## Passage to read

[start]

What is it about formal schooling that turns so many kids off?

(Image: Students in class via Shutterstock)

For years, veteran educator Marion Brady has argued on this blog that no matter the level of a learner’s ability, much higher levels of academic performance are possible. The means to that end, he says, is learners’ understanding and deliberate use of their “master mental organizer”—the information organizer we all begin developing at birth and routinely use (except in schoolwork) to make sense and communicate.

Acknowledging and accommodating institutional resistance to the idea, he and his brother have written, for middle or high school students, three illustrative, ready-to-use, year-long courses. The first helps learners understand the sense-making process; the other two use world history and American history as vehicles for exercising and elaborating the sense-making process. To encourage examination, criticism, use, and collaboration in their improvement, the three courses are and will remain free for the downloading. Links are at the end of the post.

By Marion and Howard Brady

Learning is challenging. Kids need to accept that life is a test and grit is essential to success. Competition builds character. A quiet school is a good school. Recess and leisurely lunchtimes are poor uses of valuable instructional time. Kindergarten should be the new first grade. Poverty is no excuse for poor performance. Retention in grade for under-performing kids just makes good sense. The root cause of academic decline is teachers’ low expectations. Rigor is the key to winning the Race to the Top.

So goes the conventional wisdom. Saying that learning is natural, that stress is counterproductive, that free play and the so-called “frill” subjects teach in powerful ways, that standardized tests are counterproductive, invites heated argument. To say that present corporately driven education policies have been a monumental waste of time, money, and talent invites being dismissed by those setting education policy as too out of touch with reality to deserve continued reading.

[end]

Shape annotation entries

[start]

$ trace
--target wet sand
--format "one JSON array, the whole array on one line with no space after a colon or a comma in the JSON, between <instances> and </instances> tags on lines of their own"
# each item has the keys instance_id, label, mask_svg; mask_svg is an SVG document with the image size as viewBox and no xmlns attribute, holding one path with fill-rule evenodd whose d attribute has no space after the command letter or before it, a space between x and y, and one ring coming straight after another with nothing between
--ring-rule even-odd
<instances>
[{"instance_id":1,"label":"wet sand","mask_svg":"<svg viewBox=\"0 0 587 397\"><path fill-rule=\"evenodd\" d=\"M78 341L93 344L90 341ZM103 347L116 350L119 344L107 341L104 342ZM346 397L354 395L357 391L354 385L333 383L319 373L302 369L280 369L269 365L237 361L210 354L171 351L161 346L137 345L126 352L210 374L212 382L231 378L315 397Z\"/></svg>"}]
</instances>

[end]

## Aim
Reproduce a span of the schooling passage verbatim: begin at the words containing "What is it about" and stop after "sense and communicate.". Work solely from the schooling passage.

## Result
What is it about formal schooling that turns so many kids off?

(Image: Students in class via Shutterstock)

For years, veteran educator Marion Brady has argued on this blog that no matter the level of a learner’s ability, much higher levels of academic performance are possible. The means to that end, he says, is learners’ understanding and deliberate use of their “master mental organizer”—the information organizer we all begin developing at birth and routinely use (except in schoolwork) to make sense and communicate.